And at the sound of God’s promises, those dry bones rose up from the valley floor and those bodies came to life and stood on their feet and assembled themselves into a vast army. Not a crowd. Not a mob. An army. An army has a purpose. An army has an allegiance. An army has unity and power, a goal and a mission.

And God explains to Ezekiel that this Valley of Dry Bones represents the nation of Israel. They were dead, hopeless and cut off from the power of God. But they will not remain that way. No matter how circumstances look now, no matter what the history books or the politicians or the pundits say, listen to what God says: “My people, I am going to open your graves and bring you up from them; I will bring you back to the land of Israel. Then you, my people, will know that I am the Lord, when I open your graves and bring you up from them. I will put my Spirit in you and you will live, and I will settle you in your own land. Then you will know that I the Lord have spoken, and I have done it, declares the Lord.’” God will keep His promises to them.

But when did God first make those promises to the nation of Israel? Way back in Genesis 12 God told Abraham: “All peoples on earth will be blessed through you.” How would that happen? When God sent His Son, Jesus, through the lineage of Abraham and the nation of Israel, to make a new covenant in his blood that would offer salvation and new life to all peoples on earth. That’s why you and I are here today. We are included in God’s promises too.

On September 4, 2012, Alex Sheen’s father died. Most people would describe Alex’s father as an “average” man. But Alex describes him as a man of his word. At his father’s funeral, Alex passed out small cards to everyone in attendance. He called them Promise Cards. At the bottom of each card were the words “Because I said I would.” His father lived by those words. He could always be counted on to keep his promises. In honor of his father, Alex challenged those in attendance at the funeral to write a promise on their card and to make a steadfast commitment to keep that promise.

The people at Mr. Sheen’s funeral were so inspired by Alex’s Promise Cards that he began printing more and sending them for free to anyone who requested them. Today, Alex Sheen runs a nonprofit that does character education programming in schools, colleges and prisons. He teaches about integrity and honor and character and keeping your promises. His organization has sent more than 11 million Promise Cards to people in over 150 countries.

Alex also has a website, Becauseisaidiwould.com, where people who have received a Promise Card can post their stories of the promises they have made and kept. I’d like to share with you the story of Elizabeth, a 26-year-old nurse in the UK.

Elizabeth works at an assisted living facility. She eats lunch every day with a particular patient who has dementia. Every day, at the end of their lunch, the woman would become afraid that Elizabeth would not come back to visit her. Her dementia made her forget how faithful Elizabeth was to her. So Elizabeth took a Promise Card and wrote on it, “I promise I will come and have lunch with you tomorrow.” And at the bottom of the card were the words “Because I said I would.”

The next day, when Elizabeth showed up for lunch, she found her friend clutching the Promise Card. She looked up and smiled and said, “You remembered . . . “

God will never forget His promises. God will never forget His people. Across every page of the Bible, God writes His promises and signs them with “Because I said I would.”  Listen to the promises God made through Ezekiel. To His people who were dead and hopeless and cut off, He will give new life and new hope. He will bring them back to their home again and put His Spirit within them. He will turn death into life. He will turn a valley of dry bones into the army of God. How do we know this? Because He said He would. “Then you will know that I the Lord have spoken, and I have done it, declares the Lord.” As we move through this solitude toward our Resurrection celebration, remember that God is not done keeping His promises to His people. God is faithful and God’s plans are eternal. And we, as God’s people, can base our lives and our hope on the promises of God.  AMEN.

+ + +

> _Required work_
a - How would this sentence from the sermon read in Spanish: "His organization has sent more than 11 million Promise Cards to people in over 150 countries."
b - Can you reproduce word for word the part of the sermon that opens with the words containing "And God explains" and closes with "promises to them."?

[Source data]
+ + +

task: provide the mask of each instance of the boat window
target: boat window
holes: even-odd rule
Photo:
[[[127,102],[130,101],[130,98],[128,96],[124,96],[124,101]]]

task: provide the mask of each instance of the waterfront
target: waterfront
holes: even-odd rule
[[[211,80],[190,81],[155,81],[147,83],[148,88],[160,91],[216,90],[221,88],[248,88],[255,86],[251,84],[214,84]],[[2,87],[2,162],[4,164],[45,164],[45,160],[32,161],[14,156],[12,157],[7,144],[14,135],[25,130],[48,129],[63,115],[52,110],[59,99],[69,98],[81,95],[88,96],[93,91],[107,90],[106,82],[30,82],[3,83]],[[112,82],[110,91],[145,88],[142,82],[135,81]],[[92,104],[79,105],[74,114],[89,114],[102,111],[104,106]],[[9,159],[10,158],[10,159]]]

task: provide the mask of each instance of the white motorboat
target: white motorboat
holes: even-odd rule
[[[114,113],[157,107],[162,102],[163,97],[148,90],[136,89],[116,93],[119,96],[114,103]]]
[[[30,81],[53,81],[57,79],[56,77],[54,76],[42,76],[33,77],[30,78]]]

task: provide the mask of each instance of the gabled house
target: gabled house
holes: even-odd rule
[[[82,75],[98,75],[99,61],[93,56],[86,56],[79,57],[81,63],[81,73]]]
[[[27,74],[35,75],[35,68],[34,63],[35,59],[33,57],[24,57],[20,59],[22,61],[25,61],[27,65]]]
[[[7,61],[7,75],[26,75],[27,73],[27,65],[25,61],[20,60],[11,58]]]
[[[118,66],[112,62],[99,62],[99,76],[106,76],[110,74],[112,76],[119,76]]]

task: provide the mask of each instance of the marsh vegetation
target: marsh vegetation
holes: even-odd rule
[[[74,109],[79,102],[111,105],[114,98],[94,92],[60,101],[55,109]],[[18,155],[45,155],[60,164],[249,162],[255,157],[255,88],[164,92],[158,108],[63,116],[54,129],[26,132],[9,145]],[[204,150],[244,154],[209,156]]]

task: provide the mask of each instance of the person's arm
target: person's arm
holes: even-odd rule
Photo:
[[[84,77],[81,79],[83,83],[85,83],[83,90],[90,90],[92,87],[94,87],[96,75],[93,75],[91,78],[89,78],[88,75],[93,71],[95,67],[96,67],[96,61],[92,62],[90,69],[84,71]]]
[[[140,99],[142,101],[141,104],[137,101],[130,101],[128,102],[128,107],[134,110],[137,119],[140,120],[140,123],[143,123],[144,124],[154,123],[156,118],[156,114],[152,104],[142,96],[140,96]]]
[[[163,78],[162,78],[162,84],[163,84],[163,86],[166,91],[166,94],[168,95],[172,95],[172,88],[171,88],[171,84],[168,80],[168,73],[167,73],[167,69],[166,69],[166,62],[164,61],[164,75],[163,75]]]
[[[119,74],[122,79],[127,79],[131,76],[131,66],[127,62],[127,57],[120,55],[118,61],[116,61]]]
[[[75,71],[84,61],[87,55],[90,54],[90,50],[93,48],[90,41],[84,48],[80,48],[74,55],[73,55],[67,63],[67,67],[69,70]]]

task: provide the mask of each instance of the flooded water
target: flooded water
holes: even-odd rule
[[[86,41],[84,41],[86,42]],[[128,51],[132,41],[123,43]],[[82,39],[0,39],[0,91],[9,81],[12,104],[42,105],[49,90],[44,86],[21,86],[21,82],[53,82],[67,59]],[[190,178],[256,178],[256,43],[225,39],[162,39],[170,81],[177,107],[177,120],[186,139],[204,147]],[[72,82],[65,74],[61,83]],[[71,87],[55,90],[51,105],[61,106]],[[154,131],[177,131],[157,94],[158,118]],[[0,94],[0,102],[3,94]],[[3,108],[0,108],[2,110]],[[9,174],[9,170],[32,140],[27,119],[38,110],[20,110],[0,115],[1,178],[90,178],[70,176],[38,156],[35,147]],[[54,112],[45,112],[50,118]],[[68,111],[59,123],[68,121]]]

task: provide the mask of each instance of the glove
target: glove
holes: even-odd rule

+ + +

> _Results for each task_
a - Su organización ha enviado más de 11 millones de Tarjetas de Promesa a personas de más de 150 países.

b -
And God explains to Ezekiel that this Valley of Dry Bones represents the nation of Israel. They were dead, hopeless and cut off from the power of God. But they will not remain that way. No matter how circumstances look now, no matter what the history books or the politicians or the pundits say, listen to what God says: “My people, I am going to open your graves and bring you up from them; I will bring you back to the land of Israel. Then you, my people, will know that I am the Lord, when I open your graves and bring you up from them. I will put my Spirit in you and you will live, and I will settle you in your own land. Then you will know that I the Lord have spoken, and I have done it, declares the Lord.’” God will keep His promises to them.